PROBLEM STATEMENT -
Exactly reproduce all the records, keeping pictures out of the copy.

[Stored data]
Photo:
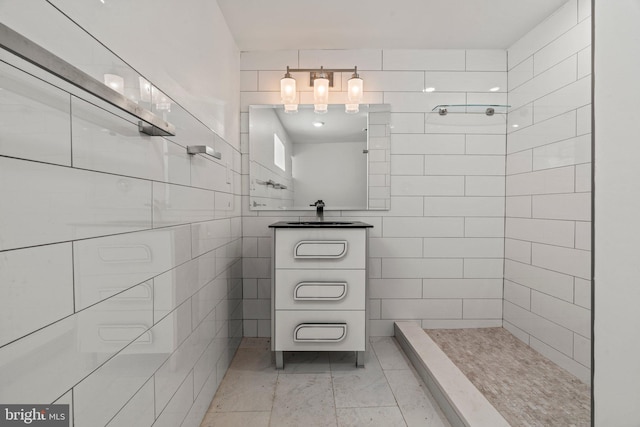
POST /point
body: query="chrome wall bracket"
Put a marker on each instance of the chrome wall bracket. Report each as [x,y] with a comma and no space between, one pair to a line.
[203,149]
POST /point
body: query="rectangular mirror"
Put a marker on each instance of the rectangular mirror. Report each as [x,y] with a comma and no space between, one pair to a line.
[342,159]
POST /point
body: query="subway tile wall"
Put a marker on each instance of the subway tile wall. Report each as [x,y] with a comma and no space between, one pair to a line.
[547,293]
[120,258]
[436,256]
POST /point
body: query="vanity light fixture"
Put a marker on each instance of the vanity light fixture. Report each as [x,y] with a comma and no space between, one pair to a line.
[321,79]
[321,93]
[354,92]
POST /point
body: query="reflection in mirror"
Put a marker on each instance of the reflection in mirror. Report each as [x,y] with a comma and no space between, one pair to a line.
[340,158]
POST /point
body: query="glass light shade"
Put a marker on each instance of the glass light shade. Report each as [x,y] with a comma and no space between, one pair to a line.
[320,108]
[115,82]
[354,90]
[291,108]
[288,90]
[321,91]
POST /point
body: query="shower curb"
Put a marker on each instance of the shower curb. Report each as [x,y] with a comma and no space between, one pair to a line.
[461,402]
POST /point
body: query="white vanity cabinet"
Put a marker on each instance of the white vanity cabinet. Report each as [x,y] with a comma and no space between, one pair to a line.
[319,288]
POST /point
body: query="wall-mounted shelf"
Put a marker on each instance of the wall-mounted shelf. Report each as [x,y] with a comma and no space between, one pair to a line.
[272,183]
[19,45]
[488,109]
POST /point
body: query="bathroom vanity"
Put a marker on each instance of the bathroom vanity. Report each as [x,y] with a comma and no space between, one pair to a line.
[319,287]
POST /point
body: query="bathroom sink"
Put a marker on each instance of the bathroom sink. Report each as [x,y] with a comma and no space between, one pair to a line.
[320,223]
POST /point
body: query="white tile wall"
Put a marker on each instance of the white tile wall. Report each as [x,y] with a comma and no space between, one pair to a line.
[548,263]
[121,262]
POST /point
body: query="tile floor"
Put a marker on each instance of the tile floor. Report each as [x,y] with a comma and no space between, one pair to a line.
[322,389]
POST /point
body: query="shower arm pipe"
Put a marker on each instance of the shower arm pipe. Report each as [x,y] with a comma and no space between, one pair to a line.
[33,53]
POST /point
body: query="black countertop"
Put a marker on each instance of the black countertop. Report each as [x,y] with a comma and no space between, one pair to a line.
[329,223]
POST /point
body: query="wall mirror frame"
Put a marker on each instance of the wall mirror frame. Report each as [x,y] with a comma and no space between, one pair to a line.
[338,157]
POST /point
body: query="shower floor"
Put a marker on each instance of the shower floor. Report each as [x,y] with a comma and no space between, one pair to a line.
[524,386]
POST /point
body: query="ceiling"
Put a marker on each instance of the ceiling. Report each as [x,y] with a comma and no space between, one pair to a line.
[389,24]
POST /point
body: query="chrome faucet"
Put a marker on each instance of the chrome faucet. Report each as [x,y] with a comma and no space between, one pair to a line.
[319,209]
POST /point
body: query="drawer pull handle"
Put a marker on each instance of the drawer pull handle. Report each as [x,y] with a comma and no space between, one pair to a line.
[320,291]
[320,249]
[320,332]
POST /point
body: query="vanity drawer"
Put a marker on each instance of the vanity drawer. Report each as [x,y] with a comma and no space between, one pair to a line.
[320,289]
[320,248]
[320,331]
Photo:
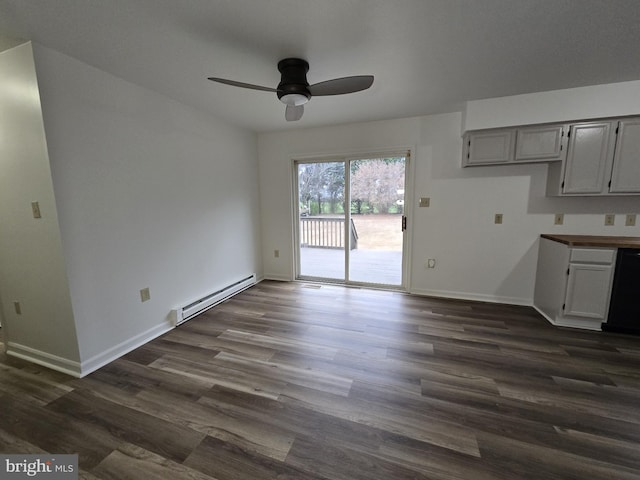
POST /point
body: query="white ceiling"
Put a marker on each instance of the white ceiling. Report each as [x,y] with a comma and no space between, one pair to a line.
[427,56]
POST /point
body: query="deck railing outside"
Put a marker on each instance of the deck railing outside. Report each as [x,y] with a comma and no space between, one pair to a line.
[326,232]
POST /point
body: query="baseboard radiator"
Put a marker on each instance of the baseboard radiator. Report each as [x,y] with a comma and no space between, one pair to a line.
[182,314]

RESPONSE TO THE EXERCISE -
Photo:
POST /point
body: query="chrome wall bracket"
Put a marker on each instance of the chrome wall bracket. Report each as [x,y] with a comma and no space between, one pair to a line.
[203,149]
POST /point
body: query="rectangular mirror"
Put a marker on each instance of the rectangular mirror. Report each as [x,y] with a comma and no space between, one pair to a line.
[342,159]
POST /point
body: query="subway tile wall"
Put a marker on each instance of the subway tile wall. Report each as [x,y] with a comma and no space between, one pair to a line.
[547,293]
[120,258]
[436,256]
POST /point
body: query="vanity light fixture"
Put a marker on each instance of the vanity light fixture. Report each as [x,y] with a comma and no space between, one pair to a line.
[321,79]
[321,93]
[354,92]
POST /point
body: query="reflection in mirror"
Put a marker on each instance of the reflection in mirror. Report each as [x,y] with a comma and no space between, one pair to a line.
[340,158]
POST /point
body: query="glass light shade"
Put a marker on each instance of the glass light shade. Report each as [x,y] with a comma and no space between, one pair to a line.
[320,108]
[115,82]
[354,90]
[291,108]
[288,90]
[321,91]
POST /point
body: query="shower curb"
Put a marker on each instance of the shower curb. Report each as [x,y] with a comma and no space between, one pair to a line.
[461,402]
POST /point
body: query="white vanity cabinet"
Put a marker on each instance of the white vanity cabinet. Report each as [x,y] with a comma and no space between, one pair to a line.
[319,288]
POST /point
body: query="wall-mounted shelf"
Put a marker on each instance of the wall-mounted shelf. Report each as [x,y] with a comma and no space between, one pair to a line.
[272,183]
[19,45]
[488,109]
POST /point
body: query="bathroom vanity"
Put a marker on each instance of the bathroom vanity. Report each as [x,y] with a comma and no space between, one pair to a line.
[319,287]
POST /point
body: query="bathroom sink"
Put a marker on each instance of the bathroom sink. Report each as [x,y] with a comma and no space between, one pair to a line.
[320,223]
POST /point
body: query="white tile wall"
Put a marker on each instance of the white tile wall. Report each as [x,y] with a comma and no space between, one pair to a line.
[548,263]
[121,262]
POST /point
body: query="tile floor"
Put a marker on each instance of the tile floor. Report each as [x,y] with a comma and no space between, one pair to a line.
[322,389]
POST /point
body: query="shower arm pipe"
Put a marker on each instance of the shower arm pipe. Report each as [x,y] with a comma and no space between, one pair to a line.
[33,53]
POST /point
body: query="black countertop"
Put a marker on each instance of the black countertop. Report each as [x,y] with a comma and no space between, one pair to a line.
[329,223]
POST /point
body: query="wall mirror frame"
Put a marker on each instance of the wall mirror frame. Report each as [x,y] with a comma and no space between, one pair to a line.
[338,157]
POST /point
body: query="shower floor"
Put a marker on each instance of the shower floor. Report each as [x,y] with a comma and no space between, one pair to a line.
[524,386]
POST /point
body: query="ceiling"
Put a marker on each instance of the ceiling. Report each as [x,y] with a comma and no space between, one pair to a line.
[389,24]
POST /point
body: query="chrome faucet"
Put a marker on each instance of the chrome faucet. Report each as [x,y] with a comma and no space between, one pair to a line.
[319,209]
POST /point
body: query="drawer pull handle"
Put a marker on each instance of the drawer pull handle. Report each as [x,y] with a comma and no space between, one pair to a line.
[320,291]
[320,249]
[320,332]
POST /point
body: query="vanity drawer"
Put a marker on each instance of the vanity drawer. Report each as [x,y] with a comma and no space between, one pair to a line.
[320,289]
[320,248]
[320,331]
Photo:
POST /point
body: query="white ceiling"
Put a marker on each instance of the white ceiling. Report each as [x,y] with a comma and no space between, one pair to a line.
[427,56]
POST /point
body: query="deck railing outside"
Put a marker on each instance of the deck railing outside. Report each as [x,y] with a comma and no space between, one pair to a line.
[326,232]
POST /point
body: query="baseboard radiator"
Put a marker on each instance of the baseboard radiator. Report each as [x,y] with a comma and no space between, one pair to a line.
[182,314]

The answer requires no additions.